La mayoría de las desgracias sobrevienen «como el ladrón en la noche. En este tiempo hostil, propicio al odio», que diría el poeta Ángel González, no es difícil que, desde tales inercias sorpresivas, una PCR positiva se instaure en tu hogar como el conejo aquel que, masticando la zanahoria, se presentaba con el memorable «¿qué hay de nuevo, viejo?». Y es sólo entonces, mientras gestionamos automáticamente otro puñado de pruebas para verificar la potencial infección del resto de convivientes, cuando comienzan a aparecer las voces.

- Entradas de puntos etiquetados
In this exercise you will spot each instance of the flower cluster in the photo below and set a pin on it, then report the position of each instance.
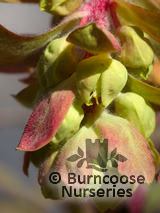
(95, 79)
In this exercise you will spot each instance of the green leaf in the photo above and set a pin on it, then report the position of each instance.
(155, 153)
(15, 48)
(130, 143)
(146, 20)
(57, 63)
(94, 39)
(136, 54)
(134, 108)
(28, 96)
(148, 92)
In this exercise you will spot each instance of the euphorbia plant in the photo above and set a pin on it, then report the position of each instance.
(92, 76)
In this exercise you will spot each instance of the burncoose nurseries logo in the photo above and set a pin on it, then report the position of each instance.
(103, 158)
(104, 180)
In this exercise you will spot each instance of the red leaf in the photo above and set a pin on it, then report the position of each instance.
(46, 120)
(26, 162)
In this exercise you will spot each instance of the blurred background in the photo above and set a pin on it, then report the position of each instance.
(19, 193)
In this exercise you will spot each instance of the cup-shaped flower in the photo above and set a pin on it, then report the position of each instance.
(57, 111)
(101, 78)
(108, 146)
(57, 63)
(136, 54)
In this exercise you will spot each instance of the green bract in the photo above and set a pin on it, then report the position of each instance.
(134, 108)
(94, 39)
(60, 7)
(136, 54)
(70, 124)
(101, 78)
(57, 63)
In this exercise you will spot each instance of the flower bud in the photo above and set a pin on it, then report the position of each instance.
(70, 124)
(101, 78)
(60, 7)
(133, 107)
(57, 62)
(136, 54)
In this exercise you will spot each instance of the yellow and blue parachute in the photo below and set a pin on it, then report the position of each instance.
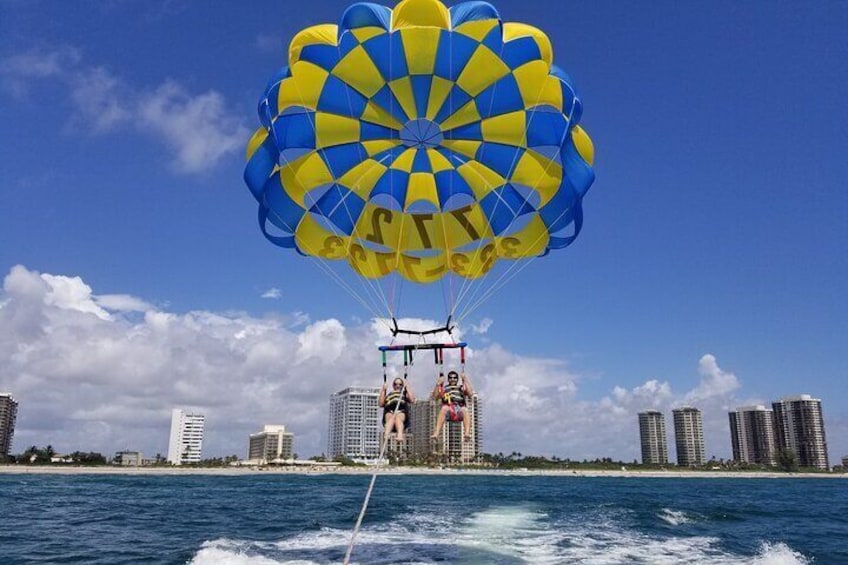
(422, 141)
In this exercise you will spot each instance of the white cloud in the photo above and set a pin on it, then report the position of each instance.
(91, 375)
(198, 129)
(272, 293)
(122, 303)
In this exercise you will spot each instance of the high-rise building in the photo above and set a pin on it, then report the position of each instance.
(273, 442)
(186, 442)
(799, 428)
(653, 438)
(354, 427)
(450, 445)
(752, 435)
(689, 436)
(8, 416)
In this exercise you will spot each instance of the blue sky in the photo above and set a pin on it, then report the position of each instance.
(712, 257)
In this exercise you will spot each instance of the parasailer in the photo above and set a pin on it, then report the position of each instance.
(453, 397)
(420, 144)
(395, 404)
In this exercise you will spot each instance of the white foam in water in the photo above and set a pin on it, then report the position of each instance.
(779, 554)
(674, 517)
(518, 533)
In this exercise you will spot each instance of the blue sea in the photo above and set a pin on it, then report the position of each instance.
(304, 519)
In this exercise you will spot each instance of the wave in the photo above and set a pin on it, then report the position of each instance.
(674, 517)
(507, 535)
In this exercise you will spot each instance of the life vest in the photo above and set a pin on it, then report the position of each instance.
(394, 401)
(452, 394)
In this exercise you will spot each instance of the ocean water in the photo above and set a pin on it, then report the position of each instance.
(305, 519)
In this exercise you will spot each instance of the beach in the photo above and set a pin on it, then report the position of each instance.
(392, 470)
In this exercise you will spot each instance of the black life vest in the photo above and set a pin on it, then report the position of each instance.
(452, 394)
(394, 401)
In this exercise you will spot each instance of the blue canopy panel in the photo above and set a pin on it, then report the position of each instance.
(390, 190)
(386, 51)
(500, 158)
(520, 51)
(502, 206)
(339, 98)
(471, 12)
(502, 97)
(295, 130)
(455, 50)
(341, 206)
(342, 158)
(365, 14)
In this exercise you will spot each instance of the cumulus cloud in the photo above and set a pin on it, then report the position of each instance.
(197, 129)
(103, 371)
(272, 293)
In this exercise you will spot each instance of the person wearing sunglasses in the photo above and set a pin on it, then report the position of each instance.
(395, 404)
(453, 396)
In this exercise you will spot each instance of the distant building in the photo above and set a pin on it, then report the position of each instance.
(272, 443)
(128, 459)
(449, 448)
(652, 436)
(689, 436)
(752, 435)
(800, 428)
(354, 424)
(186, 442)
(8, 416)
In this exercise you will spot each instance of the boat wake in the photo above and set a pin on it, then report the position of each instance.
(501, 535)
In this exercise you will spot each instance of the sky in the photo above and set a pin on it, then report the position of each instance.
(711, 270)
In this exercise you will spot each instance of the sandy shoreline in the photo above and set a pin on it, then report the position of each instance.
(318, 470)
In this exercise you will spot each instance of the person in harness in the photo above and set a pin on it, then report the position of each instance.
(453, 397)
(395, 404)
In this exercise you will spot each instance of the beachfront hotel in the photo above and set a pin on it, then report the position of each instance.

- Qué elaborar
Indica qué hace el conejo mientras se presenta con «¿qué hay de nuevo, viejo?», según el texto mostrado.

- Solución propuesta
Mastica la zanahoria.